本文

----------

少し前の「牧師室の窓から」に「御言葉日めくりカレンダー」のことを紹介させていただきましたが、先日、岡山の制作会社から、2022年の注文票が届きました(チラシが受付横の掲示板に貼ってありますので、申し込まれる方はどうぞ牧師までお申しつけください)。あっという間に1年が終わり、新しい年がきます。この「御言葉日めくりカレンダー」に何度もはっとさせられたことでしょう。自分が陥ろうとしている失敗、自分が陥ろうとしている罪に気づかせてくれて「あなたが行くべき方向はそちらではない」と教えられました。
御言葉を通して、主イエスが弟子たちを愛されたように、いかにわたしたち一人ひとりを愛して、大切に思っていてくださっているかを体験することができるのです。打ちひしがれそうになっているときに手をとり、立ち上がらせてくださるのは、主イエスご自身です。御言葉を通して、そのように御業をなし続けてくださっているからです。その主イエスを身近に認識するとき、「主イエスを見る者」へと変えられ、整えられるのです。それは、すべてを創造された神様ご自身を見るという、想像もできないような広がりとつながり、ピッタリと一つだというのです。このすばらしい世界を、わたしたちは見て見ぬふりをしてよいはずがありません。
46節をご覧ください。
「わたしを信じる者が、だれも暗闇の中にとどまることのないように、わたしは光として世に来た。」
わたしたちは「暗闇」の中で、物を認識することはできません。主イエスは、わたしたちが「暗闇の中にとどまること」を願っておられません。それゆえ、「光として世に来た」のです。
さらに47節へと続きます。
「わたしの言葉を聞いて、それを守らない者がいても、わたしはその者を裁かない。わたしは、世を裁くためではなく、世を救うために来たからである。」
主イエスは、「世を救うために来た」のです。そして、「世」のところに、わたしたち一人ひとりの名前を入れて受けとめるようにと、今、迫っておられるのです。
「守らない」というところに使われている「守る」という言葉は、辞書を引くと、第一は「(羊の)番をする」という意味なのです。主イエスのそばにいた弟子たちも、主イエスの御言葉を聞いて、それをもって人々を羊飼いのように面倒をみて、養っていこうと使命を感じていたはずです。しかし、十字架を前に、羊の番をするのではなく、散り散りに逃げ去ってしまいました。主イエスは、そのような失敗をする弟子たちを「裁かない」というのです。「わたしは、世を裁くためではなく、世を救うために来たからである。」とおっしゃっているのです。その逃げ去るような弱さを、主イエスは代わりに負って十字架におかかりになりました。「裁き」をご自身の十字架で、すべて受けとめられたのです。だから「わたしは、世を裁くためではなく、救うために来た」なのです。ご自身がなさろうとしていたことゆえにはっきりと語ることができたのです。

----------

目的 A
本文のうち、「46節をご覧ください。」を含む語句から書き始め、「めるようにと、今、迫っておられるのです。」まで来たら止めて、その範囲を一字も変えずに書き出してください。

----------

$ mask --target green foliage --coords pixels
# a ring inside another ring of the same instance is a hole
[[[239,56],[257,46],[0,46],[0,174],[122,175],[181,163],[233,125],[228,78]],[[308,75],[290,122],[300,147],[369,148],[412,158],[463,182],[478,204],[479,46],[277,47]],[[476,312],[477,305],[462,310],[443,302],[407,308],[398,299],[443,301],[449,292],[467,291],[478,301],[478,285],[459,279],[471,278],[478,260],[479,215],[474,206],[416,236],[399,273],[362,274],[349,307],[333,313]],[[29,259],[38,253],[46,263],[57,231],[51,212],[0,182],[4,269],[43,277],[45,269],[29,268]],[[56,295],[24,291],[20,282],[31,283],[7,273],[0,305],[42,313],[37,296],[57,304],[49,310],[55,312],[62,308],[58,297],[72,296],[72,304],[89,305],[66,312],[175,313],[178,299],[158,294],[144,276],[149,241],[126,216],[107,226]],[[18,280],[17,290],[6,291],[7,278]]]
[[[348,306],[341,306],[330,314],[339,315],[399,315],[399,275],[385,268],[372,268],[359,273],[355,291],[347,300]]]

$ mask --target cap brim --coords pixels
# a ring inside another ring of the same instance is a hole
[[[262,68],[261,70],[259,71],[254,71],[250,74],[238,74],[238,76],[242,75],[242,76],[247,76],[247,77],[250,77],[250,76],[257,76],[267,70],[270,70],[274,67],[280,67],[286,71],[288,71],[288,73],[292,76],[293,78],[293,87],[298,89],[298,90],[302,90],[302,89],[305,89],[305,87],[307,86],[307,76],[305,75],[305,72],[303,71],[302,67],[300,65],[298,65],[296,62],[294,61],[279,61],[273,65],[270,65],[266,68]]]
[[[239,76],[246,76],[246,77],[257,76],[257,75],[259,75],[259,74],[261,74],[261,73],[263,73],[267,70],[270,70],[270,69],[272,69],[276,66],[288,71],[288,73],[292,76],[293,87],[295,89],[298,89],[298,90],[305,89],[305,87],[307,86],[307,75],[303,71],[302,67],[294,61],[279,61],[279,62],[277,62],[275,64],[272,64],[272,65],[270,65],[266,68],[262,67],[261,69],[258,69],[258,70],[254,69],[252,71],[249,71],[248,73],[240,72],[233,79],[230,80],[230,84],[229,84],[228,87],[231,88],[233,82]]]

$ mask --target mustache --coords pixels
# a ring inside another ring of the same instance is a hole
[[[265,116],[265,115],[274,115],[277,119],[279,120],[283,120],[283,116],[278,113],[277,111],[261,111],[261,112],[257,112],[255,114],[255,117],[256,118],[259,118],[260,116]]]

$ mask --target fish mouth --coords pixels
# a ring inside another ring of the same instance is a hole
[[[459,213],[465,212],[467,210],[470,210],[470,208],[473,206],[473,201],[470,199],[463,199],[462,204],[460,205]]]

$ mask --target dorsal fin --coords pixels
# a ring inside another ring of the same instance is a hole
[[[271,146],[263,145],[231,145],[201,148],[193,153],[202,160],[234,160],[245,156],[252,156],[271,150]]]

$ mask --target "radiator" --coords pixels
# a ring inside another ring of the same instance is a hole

----------

目的 B
記録の中で文字列「pixels」を含む行を数え、その数だけを答えてください。大文字と小文字は区別します。

記述解答 A
46節をご覧ください。
「わたしを信じる者が、だれも暗闇の中にとどまることのないように、わたしは光として世に来た。」
わたしたちは「暗闇」の中で、物を認識することはできません。主イエスは、わたしたちが「暗闇の中にとどまること」を願っておられません。それゆえ、「光として世に来た」のです。
さらに47節へと続きます。
「わたしの言葉を聞いて、それを守らない者がいても、わたしはその者を裁かない。わたしは、世を裁くためではなく、世を救うために来たからである。」
主イエスは、「世を救うために来た」のです。そして、「世」のところに、わたしたち一人ひとりの名前を入れて受けとめるようにと、今、迫っておられるのです。

記述解答 B
6